There's also some Lincoln family drama in there, but rather than "humanizing" Lincoln it adds to his mysterious quality. Political talk frequently creeps into Abe's discussions with his wife Mary. She is shown more than once to use politics to communicate her feelings to him. Abe accepts and takes part in this mode of discourse. (In one scene, when she tongue-lashes Thaddeus Stevens within his hearing, Abe takes it with the same mysterious amusement he shows in his first scene; no "It's bad enough when you act like that in the privacy of our own home" for this Lincoln.) In another scene Mary has sunk again into her recurring depression over their dead son Willie, and Lincoln goes to comfort her; though his impatience flashes, he recovers and explains that he couldn't allow himself to be taken over by grief as she is; he explains this as his personal weakness, but it is evident that it also involves his duty, from which he must not waver. Thus he gently filibusters her into submission.

Americans have a nose for hypocrisy (and a distrust of ambiguity) and like to think their heroes are the same people at home as they are in the arena. This Lincoln meets that test to such an extent that the restless mind may wonder over it; when he is not engaged in politics, where dissimulation is taken for granted, what is he really thinking and feeling?

Gentle as he goes, Lincoln is shown to have a capacity for wrath, and at one point he slaps his son Robert for suggesting he's afraid of his wife. This moment stands out emotionally; for once Lincoln's reaction suggests actual self-doubt, rather than the ruminative self-debate he displays elsewhere ("Do you think we choose to be born? Or are we fitted to the times we're born into?"). We keep up our wondering about Lincoln in the actual political sphere: When he appears to get fed up with the cabinet and rails that he is "clothed with immense power," is this feeling overtaking him, or just a trick to sway minds weaker than his?

Simultaneous with this portraiture -- which is after all the come-on; there's a reason the movie is not called Team of Rivals after the book -- there's the Congressional fight over the 13th Amendment and various related intrigues; these are handled ably (even amusingly, as when W.N. Bilbo proposes a skeezy deal to the wrong Congressman, who is armed with a front-loading pistol), and achieve the necessary interest in how the thing was done. In this are some grace notes that are emotionally satisfying, none more so than Thaddeus Stevens bringing home the House Bill of the 13th Amendment and presenting it to a woman who appears to be his housekeeper. But by an large it's all just an excuse to bring back Lincoln, a reliable act on the circuit. The filmmakers even tack on a death scene and part of the Second Inaugural at the end, in case you feel you haven't gotten your money's worth.

**RECORDS PROVIDED**
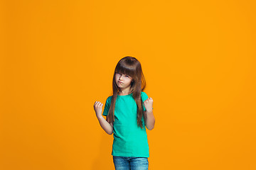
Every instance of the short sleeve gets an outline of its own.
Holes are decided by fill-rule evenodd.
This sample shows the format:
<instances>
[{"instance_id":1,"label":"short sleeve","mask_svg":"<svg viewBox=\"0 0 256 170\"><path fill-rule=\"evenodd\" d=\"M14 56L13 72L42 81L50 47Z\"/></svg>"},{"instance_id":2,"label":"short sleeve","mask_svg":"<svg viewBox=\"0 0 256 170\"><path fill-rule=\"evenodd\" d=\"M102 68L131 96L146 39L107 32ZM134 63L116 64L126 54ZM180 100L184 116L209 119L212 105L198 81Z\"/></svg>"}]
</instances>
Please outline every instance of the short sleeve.
<instances>
[{"instance_id":1,"label":"short sleeve","mask_svg":"<svg viewBox=\"0 0 256 170\"><path fill-rule=\"evenodd\" d=\"M142 94L141 94L141 95L142 95L142 106L143 106L143 110L144 111L146 111L146 108L145 108L145 107L144 107L144 101L146 101L149 97L148 97L148 96L146 95L146 94L145 93L145 92L144 92L144 91L142 91Z\"/></svg>"},{"instance_id":2,"label":"short sleeve","mask_svg":"<svg viewBox=\"0 0 256 170\"><path fill-rule=\"evenodd\" d=\"M105 106L104 108L103 115L107 116L110 107L111 97L108 97L106 100Z\"/></svg>"}]
</instances>

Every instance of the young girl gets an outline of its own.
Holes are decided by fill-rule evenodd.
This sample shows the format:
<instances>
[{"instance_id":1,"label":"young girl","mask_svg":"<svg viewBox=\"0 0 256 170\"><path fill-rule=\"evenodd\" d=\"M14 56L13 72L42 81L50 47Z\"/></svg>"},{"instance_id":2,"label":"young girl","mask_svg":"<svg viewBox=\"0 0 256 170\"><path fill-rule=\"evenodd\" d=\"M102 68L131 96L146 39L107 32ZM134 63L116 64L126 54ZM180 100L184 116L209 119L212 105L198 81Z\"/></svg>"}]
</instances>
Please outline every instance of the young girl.
<instances>
[{"instance_id":1,"label":"young girl","mask_svg":"<svg viewBox=\"0 0 256 170\"><path fill-rule=\"evenodd\" d=\"M125 57L115 67L113 95L103 104L96 101L94 109L100 126L109 135L114 132L112 155L115 169L147 170L147 129L154 127L153 99L143 91L146 81L140 62Z\"/></svg>"}]
</instances>

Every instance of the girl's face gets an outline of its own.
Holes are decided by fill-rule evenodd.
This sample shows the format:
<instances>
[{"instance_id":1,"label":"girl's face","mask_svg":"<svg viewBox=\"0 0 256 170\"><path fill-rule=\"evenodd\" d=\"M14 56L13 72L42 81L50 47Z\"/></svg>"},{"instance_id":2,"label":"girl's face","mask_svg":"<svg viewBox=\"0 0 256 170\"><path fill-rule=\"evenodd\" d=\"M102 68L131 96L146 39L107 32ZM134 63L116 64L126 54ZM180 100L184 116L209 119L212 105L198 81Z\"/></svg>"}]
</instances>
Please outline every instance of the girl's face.
<instances>
[{"instance_id":1,"label":"girl's face","mask_svg":"<svg viewBox=\"0 0 256 170\"><path fill-rule=\"evenodd\" d=\"M129 89L132 78L128 75L122 74L120 73L115 74L115 81L122 91Z\"/></svg>"}]
</instances>

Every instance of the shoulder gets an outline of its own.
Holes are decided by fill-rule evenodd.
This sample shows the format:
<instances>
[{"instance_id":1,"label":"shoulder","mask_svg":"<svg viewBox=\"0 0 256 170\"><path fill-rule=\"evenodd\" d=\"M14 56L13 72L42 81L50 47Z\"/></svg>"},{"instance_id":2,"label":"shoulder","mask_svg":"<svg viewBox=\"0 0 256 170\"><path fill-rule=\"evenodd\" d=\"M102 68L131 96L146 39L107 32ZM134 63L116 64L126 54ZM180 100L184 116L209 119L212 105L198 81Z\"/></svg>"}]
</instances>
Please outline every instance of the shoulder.
<instances>
[{"instance_id":1,"label":"shoulder","mask_svg":"<svg viewBox=\"0 0 256 170\"><path fill-rule=\"evenodd\" d=\"M142 96L142 98L143 101L144 101L144 100L146 100L146 98L148 98L147 94L146 94L145 92L144 92L144 91L142 91L141 96Z\"/></svg>"},{"instance_id":2,"label":"shoulder","mask_svg":"<svg viewBox=\"0 0 256 170\"><path fill-rule=\"evenodd\" d=\"M142 91L141 95L142 96L147 96L146 94L144 91Z\"/></svg>"}]
</instances>

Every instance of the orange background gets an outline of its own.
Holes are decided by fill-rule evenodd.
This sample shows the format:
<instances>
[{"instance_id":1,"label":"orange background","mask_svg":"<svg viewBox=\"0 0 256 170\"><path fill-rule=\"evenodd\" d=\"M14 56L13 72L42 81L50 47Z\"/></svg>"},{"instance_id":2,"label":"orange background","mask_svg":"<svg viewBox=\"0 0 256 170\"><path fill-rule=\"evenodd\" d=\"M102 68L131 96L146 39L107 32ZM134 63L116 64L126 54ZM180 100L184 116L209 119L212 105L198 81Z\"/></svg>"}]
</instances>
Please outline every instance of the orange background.
<instances>
[{"instance_id":1,"label":"orange background","mask_svg":"<svg viewBox=\"0 0 256 170\"><path fill-rule=\"evenodd\" d=\"M1 1L0 169L114 169L117 62L154 99L149 169L256 169L255 1Z\"/></svg>"}]
</instances>

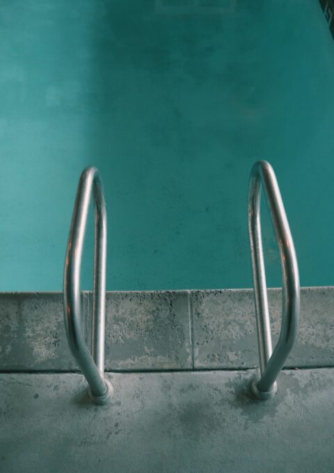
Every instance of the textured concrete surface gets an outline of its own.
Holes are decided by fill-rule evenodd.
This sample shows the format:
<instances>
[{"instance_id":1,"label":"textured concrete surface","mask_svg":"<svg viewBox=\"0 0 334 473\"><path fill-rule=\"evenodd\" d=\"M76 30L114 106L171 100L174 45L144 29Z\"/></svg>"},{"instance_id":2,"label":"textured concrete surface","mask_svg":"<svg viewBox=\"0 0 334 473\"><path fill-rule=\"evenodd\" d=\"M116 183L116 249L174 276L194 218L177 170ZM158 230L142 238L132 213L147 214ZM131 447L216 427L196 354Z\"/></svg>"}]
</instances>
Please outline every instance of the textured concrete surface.
<instances>
[{"instance_id":1,"label":"textured concrete surface","mask_svg":"<svg viewBox=\"0 0 334 473\"><path fill-rule=\"evenodd\" d=\"M91 294L83 294L90 339ZM281 293L269 289L272 333ZM0 294L1 370L72 371L61 293ZM192 350L193 347L193 351ZM110 292L108 371L252 368L258 363L253 291ZM334 366L334 288L303 288L291 367Z\"/></svg>"},{"instance_id":2,"label":"textured concrete surface","mask_svg":"<svg viewBox=\"0 0 334 473\"><path fill-rule=\"evenodd\" d=\"M252 289L193 291L195 368L258 365ZM278 339L282 291L269 291L273 344ZM334 289L302 288L299 331L286 366L334 365Z\"/></svg>"},{"instance_id":3,"label":"textured concrete surface","mask_svg":"<svg viewBox=\"0 0 334 473\"><path fill-rule=\"evenodd\" d=\"M0 375L3 473L328 473L334 369L285 371L253 400L252 371L118 374L95 406L78 374Z\"/></svg>"}]
</instances>

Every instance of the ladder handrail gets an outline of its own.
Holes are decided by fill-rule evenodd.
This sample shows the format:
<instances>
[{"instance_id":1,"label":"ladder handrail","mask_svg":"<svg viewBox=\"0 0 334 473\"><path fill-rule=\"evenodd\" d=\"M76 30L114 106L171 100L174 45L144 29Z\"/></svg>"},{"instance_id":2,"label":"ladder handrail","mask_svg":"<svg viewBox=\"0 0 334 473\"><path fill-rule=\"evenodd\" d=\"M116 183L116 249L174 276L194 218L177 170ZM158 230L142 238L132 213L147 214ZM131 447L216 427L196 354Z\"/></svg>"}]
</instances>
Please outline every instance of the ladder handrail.
<instances>
[{"instance_id":1,"label":"ladder handrail","mask_svg":"<svg viewBox=\"0 0 334 473\"><path fill-rule=\"evenodd\" d=\"M93 303L92 354L82 330L80 273L84 241L92 191L95 202L95 257ZM106 261L106 212L103 185L98 170L86 168L78 185L68 239L64 271L64 314L70 348L96 403L104 403L112 386L104 378Z\"/></svg>"},{"instance_id":2,"label":"ladder handrail","mask_svg":"<svg viewBox=\"0 0 334 473\"><path fill-rule=\"evenodd\" d=\"M266 273L261 236L261 188L264 187L267 206L282 266L282 326L273 350L268 309ZM248 187L248 230L252 257L254 302L257 330L260 378L253 383L253 392L267 399L276 392L276 378L295 342L300 307L300 284L294 241L284 209L275 173L265 161L255 163Z\"/></svg>"}]
</instances>

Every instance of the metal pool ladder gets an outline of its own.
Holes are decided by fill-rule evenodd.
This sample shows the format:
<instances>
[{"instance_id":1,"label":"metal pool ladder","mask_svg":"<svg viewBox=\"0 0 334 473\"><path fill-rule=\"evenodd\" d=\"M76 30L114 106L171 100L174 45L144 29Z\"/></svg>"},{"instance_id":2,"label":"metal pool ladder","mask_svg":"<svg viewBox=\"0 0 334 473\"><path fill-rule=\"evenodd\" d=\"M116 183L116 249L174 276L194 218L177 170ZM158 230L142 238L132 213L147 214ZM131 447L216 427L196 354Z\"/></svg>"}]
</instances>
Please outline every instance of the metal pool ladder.
<instances>
[{"instance_id":1,"label":"metal pool ladder","mask_svg":"<svg viewBox=\"0 0 334 473\"><path fill-rule=\"evenodd\" d=\"M82 330L80 270L93 189L95 245L90 353ZM64 271L64 314L66 335L70 350L88 383L89 396L97 404L104 404L113 392L112 385L104 376L106 260L106 212L102 182L96 168L86 168L79 182L68 239Z\"/></svg>"},{"instance_id":2,"label":"metal pool ladder","mask_svg":"<svg viewBox=\"0 0 334 473\"><path fill-rule=\"evenodd\" d=\"M282 266L282 326L280 337L273 351L261 236L260 201L262 186ZM249 182L248 210L260 371L260 379L253 381L252 391L259 399L268 399L276 392L276 378L296 337L300 285L297 259L289 223L275 173L267 161L259 161L253 167Z\"/></svg>"}]
</instances>

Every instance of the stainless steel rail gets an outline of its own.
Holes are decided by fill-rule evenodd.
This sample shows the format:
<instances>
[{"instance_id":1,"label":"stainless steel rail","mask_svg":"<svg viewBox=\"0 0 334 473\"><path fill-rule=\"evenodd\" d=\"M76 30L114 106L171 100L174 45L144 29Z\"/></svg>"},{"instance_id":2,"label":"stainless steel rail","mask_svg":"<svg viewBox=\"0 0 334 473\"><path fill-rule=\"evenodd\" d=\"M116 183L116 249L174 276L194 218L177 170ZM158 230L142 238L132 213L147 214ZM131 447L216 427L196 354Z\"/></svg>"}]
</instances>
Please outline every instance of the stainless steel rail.
<instances>
[{"instance_id":1,"label":"stainless steel rail","mask_svg":"<svg viewBox=\"0 0 334 473\"><path fill-rule=\"evenodd\" d=\"M282 326L273 352L261 236L260 202L262 186L282 266ZM297 335L300 287L296 252L280 189L272 167L265 161L255 163L250 173L248 188L248 230L260 370L260 380L256 379L253 382L252 390L259 399L268 399L277 390L277 376L283 367Z\"/></svg>"},{"instance_id":2,"label":"stainless steel rail","mask_svg":"<svg viewBox=\"0 0 334 473\"><path fill-rule=\"evenodd\" d=\"M95 245L93 302L92 353L82 330L80 270L89 211L94 190ZM103 185L96 168L84 170L73 211L64 271L64 314L70 350L88 384L88 394L97 404L105 403L113 394L104 378L106 259L106 212Z\"/></svg>"}]
</instances>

**STATED PROBLEM 1**
Copy the Lincoln review word for word from "Americans have a" to "thinking and feeling?".
**STATED PROBLEM 2**
In the Lincoln review, what does Lincoln do when his son Robert suggests he's afraid of his wife?
**STATED PROBLEM 3**
According to the Lincoln review, why does the moment when Lincoln slaps Robert stand out emotionally? Answer in one to three sentences.
The records that come after the review are separate material and have no connection to it.

**WRITTEN RESPONSE 1**
Americans have a nose for hypocrisy (and a distrust of ambiguity) and like to think their heroes are the same people at home as they are in the arena. This Lincoln meets that test to such an extent that the restless mind may wonder over it; when he is not engaged in politics, where dissimulation is taken for granted, what is he really thinking and feeling?

**WRITTEN RESPONSE 2**
He slaps Robert.

**WRITTEN RESPONSE 3**
It stands out because, for once, Lincoln's reaction suggests actual self-doubt. Elsewhere he shows only ruminative self-debate.